▶ _AUFGABENSTELLUNG_
Welcher Eingriff ist laut dem Textauszug zur Bioethik in Deutschland per Gesetz verboten?

=== TEXTAUSZUG ===

In der öffentlichen Diskussion von bioethischen Themen gibt es eine Konzentration auf spektakuläre Themen. Wenn die Forschung einen Durchbruch in gentechnischen Methoden erringt, findet das über die Fachkreise hinaus große Aufmerksamkeit. Das ist auch gut so. So fand vor kurzem die Methode „CRISPR Cas“ einige Aufmerksamkeit, mit der präzise Veränderungen am Genom vorgenommen werden können. Neue Methoden ermöglichen in der Regel neue Handlungsoptionen. Im Falle von „CRISPR Cas“ stellt sich die Frage, ob man nicht auch in das menschliche Genom eingreifen sollte, etwa wenn bei einem Embryo eine monogenetische Erkrankung festgestellt wird. Der Eingriff in die Keimbahn ist bislang ein Tabu und in Deutschland per Gesetz verboten. Doch welche Richtung wird die Entwicklung nehmen, wenn erbliche Erkrankungen verhindert werden können? Wenn man aber diesem begrenzten Eingriff zustimmt, stellt sich schnell die weitergehende Frage, welche Krankheiten zu einem solchen Eingriff berechtigen. Und schon befindet man sich mitten in einer gravierenden bioethischen Debatte.
Spektakuläre Durchbrüche und schleichende Entwicklungen
Diese Diskussionen werden auch mit einiger Aufmerksamkeit öffentlich geführt. Anders ist es dagegen, wenn die Veränderungen nicht mit spektakulären wissenschaftlichen Durchbrüchen verbunden sind. Dennoch können auch konventionellere neue Technologien weitreichende gesellschaftliche Folgen haben. Das ist im Bereich der Pränataldiagnostik der Fall. Worum geht es hier? Vorgeburtliche Untersuchungen gehören zu dem Umfang einer jeden medizinischen Betreuung einer Schwangerschaft. Es geht dann zum Beispiel um die Frage, ob in der Schwangerschaft Komplikationen zu erwarten sind. Etwas anderes ist es aber, wenn der Fötus daraufhin untersucht wird, ob das Kind schon vor der Geburt erkennbare Anzeichen für eine Erkrankung hat. In früherer Zeit ist eine solche Untersuchung eher im Ausnahmefall gemacht worden, weil die Amniozentese oder die Chorionzottenbiopsie mit einem Eingriff, einer Gewebeentnahme verbunden war.
Der neu entwickelten genetischen Bluttest
Doch hier haben neuere Technologien den Eingriff wesentlich erleichtert. Zuletzt sind Untersuchungen des Blutes der Mutter etabliert worden, die es ermöglichen, auch das Genmaterial des Kindes zu untersuchen, von dem es geringe Spuren in dem Blut der Mutter gibt. Die fortschreitende Entwicklung dieser Tests bringt es mit sich, dass die genetische Untersuchung ihrerseits wesentlich genauer und auch preiswerter geworden sind. Beide Faktoren zusammen geben die Möglichkeit, dass nun sehr viel mehr schwangere Frauen untersucht werden, die zuvor in keine Risikogruppe gefallen wären. Es ist im Gespräch, dass diese Untersuchungen eine kassenärztliche Leistung werden.

=== EXTRAHIERTE EINTRÄGE ===

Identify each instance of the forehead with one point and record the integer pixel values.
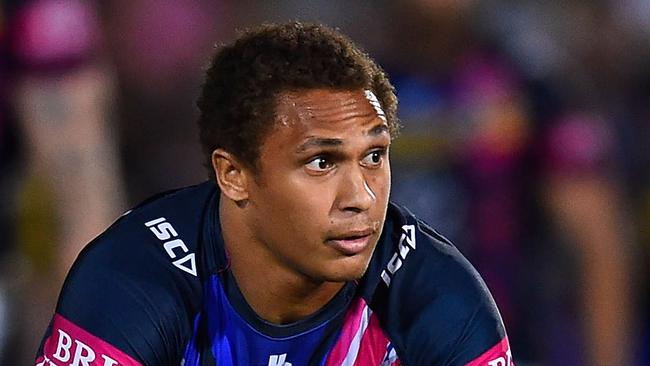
(327, 109)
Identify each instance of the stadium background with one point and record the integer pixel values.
(526, 141)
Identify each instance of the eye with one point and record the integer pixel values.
(319, 164)
(373, 159)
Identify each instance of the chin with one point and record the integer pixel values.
(346, 272)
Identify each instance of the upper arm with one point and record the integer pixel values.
(112, 311)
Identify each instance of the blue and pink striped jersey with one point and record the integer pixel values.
(155, 289)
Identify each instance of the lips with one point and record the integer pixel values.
(351, 242)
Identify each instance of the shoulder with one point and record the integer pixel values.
(137, 286)
(434, 304)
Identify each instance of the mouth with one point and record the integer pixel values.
(351, 242)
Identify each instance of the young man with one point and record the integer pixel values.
(292, 253)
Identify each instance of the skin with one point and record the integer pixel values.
(308, 219)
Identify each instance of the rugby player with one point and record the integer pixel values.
(291, 254)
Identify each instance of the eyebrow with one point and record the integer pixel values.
(318, 142)
(321, 142)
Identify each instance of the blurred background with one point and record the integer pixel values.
(526, 140)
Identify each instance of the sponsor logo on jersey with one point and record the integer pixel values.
(499, 355)
(278, 360)
(406, 244)
(70, 345)
(174, 246)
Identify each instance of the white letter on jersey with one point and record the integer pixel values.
(163, 231)
(278, 360)
(406, 244)
(83, 354)
(63, 347)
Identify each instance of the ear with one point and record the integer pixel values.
(231, 175)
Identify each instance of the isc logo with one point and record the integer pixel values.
(174, 246)
(406, 244)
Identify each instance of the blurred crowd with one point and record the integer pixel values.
(525, 140)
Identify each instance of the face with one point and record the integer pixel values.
(319, 199)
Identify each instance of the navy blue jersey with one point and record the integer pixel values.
(155, 289)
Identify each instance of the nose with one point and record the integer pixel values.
(355, 194)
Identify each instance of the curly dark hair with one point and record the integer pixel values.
(237, 103)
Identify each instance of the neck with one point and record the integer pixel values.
(276, 293)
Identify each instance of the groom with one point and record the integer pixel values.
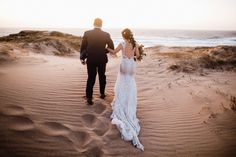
(93, 48)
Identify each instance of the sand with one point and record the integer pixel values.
(43, 112)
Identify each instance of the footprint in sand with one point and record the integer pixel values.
(12, 110)
(99, 107)
(94, 152)
(80, 138)
(54, 129)
(98, 126)
(19, 123)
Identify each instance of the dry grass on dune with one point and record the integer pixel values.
(45, 42)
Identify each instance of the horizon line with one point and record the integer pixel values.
(137, 28)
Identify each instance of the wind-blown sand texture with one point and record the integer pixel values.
(43, 112)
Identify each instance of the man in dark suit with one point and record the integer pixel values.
(94, 44)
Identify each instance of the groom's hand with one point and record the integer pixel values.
(82, 62)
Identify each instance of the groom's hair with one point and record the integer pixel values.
(97, 22)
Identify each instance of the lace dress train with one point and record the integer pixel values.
(125, 103)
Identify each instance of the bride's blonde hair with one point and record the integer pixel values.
(128, 35)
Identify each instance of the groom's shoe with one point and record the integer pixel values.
(102, 96)
(89, 101)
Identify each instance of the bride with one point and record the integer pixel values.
(125, 101)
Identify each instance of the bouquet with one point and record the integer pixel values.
(141, 52)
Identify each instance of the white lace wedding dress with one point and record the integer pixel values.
(125, 101)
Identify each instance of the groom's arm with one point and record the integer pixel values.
(110, 43)
(84, 43)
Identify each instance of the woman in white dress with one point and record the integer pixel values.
(125, 101)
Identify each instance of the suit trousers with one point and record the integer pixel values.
(92, 70)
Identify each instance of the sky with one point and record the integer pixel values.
(154, 14)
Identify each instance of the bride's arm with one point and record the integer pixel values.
(117, 49)
(137, 51)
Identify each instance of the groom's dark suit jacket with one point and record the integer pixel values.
(94, 44)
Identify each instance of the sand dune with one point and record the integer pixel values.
(43, 111)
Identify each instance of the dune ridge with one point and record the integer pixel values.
(43, 112)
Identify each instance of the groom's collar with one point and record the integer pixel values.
(97, 27)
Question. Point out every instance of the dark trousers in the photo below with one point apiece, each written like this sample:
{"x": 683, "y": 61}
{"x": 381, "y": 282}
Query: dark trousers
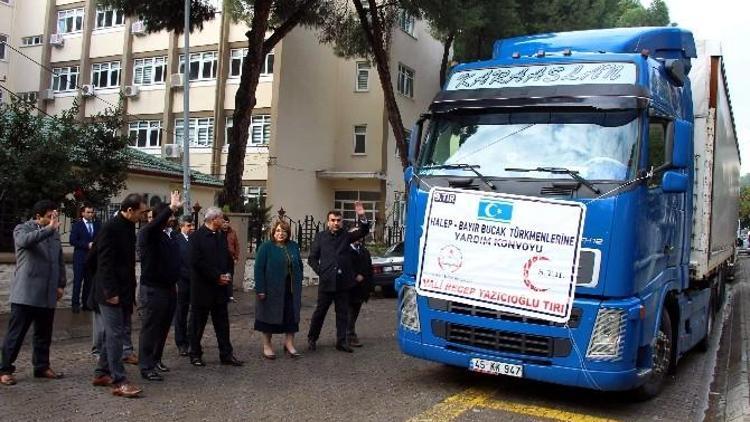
{"x": 181, "y": 318}
{"x": 81, "y": 283}
{"x": 354, "y": 308}
{"x": 340, "y": 300}
{"x": 113, "y": 320}
{"x": 21, "y": 317}
{"x": 157, "y": 311}
{"x": 220, "y": 318}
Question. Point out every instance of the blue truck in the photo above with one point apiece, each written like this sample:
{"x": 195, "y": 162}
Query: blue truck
{"x": 632, "y": 125}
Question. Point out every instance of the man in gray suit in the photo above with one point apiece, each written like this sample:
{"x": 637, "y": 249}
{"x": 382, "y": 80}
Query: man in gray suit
{"x": 38, "y": 283}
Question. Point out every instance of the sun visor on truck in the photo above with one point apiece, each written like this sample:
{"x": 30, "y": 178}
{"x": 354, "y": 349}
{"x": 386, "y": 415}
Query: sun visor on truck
{"x": 616, "y": 96}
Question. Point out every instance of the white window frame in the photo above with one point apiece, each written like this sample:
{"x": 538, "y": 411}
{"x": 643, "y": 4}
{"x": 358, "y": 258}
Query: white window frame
{"x": 360, "y": 132}
{"x": 70, "y": 83}
{"x": 205, "y": 61}
{"x": 145, "y": 71}
{"x": 116, "y": 17}
{"x": 3, "y": 47}
{"x": 362, "y": 74}
{"x": 406, "y": 22}
{"x": 150, "y": 128}
{"x": 76, "y": 21}
{"x": 237, "y": 59}
{"x": 405, "y": 81}
{"x": 201, "y": 132}
{"x": 31, "y": 41}
{"x": 107, "y": 70}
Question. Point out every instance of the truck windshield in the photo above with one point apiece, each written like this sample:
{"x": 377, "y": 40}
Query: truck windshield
{"x": 598, "y": 145}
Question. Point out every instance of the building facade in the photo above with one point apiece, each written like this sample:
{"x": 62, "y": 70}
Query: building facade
{"x": 319, "y": 137}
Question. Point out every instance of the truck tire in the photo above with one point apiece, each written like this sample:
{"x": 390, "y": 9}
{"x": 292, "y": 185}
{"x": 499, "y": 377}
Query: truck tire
{"x": 662, "y": 361}
{"x": 704, "y": 344}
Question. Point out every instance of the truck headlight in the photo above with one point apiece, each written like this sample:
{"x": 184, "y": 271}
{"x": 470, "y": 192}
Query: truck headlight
{"x": 409, "y": 311}
{"x": 606, "y": 339}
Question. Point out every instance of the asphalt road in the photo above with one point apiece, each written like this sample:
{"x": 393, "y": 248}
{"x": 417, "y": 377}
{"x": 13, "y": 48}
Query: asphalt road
{"x": 376, "y": 383}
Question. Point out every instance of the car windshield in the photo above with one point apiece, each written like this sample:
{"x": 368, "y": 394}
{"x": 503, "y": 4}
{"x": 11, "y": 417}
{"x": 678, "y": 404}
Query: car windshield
{"x": 598, "y": 145}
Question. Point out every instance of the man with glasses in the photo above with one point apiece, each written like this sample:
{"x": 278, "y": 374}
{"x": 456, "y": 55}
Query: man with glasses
{"x": 330, "y": 258}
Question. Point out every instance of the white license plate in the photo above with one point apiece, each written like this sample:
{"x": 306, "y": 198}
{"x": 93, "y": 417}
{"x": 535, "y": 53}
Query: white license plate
{"x": 495, "y": 368}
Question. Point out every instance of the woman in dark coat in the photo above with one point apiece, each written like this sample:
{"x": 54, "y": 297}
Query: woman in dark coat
{"x": 278, "y": 289}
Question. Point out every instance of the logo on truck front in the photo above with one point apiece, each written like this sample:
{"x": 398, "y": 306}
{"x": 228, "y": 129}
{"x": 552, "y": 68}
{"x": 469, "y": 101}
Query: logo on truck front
{"x": 495, "y": 211}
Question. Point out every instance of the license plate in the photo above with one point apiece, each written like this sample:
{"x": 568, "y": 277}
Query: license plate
{"x": 495, "y": 368}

===

▶ _SCHRIFTLICHE ANTWORT_
Der Eingriff in die Keimbahn.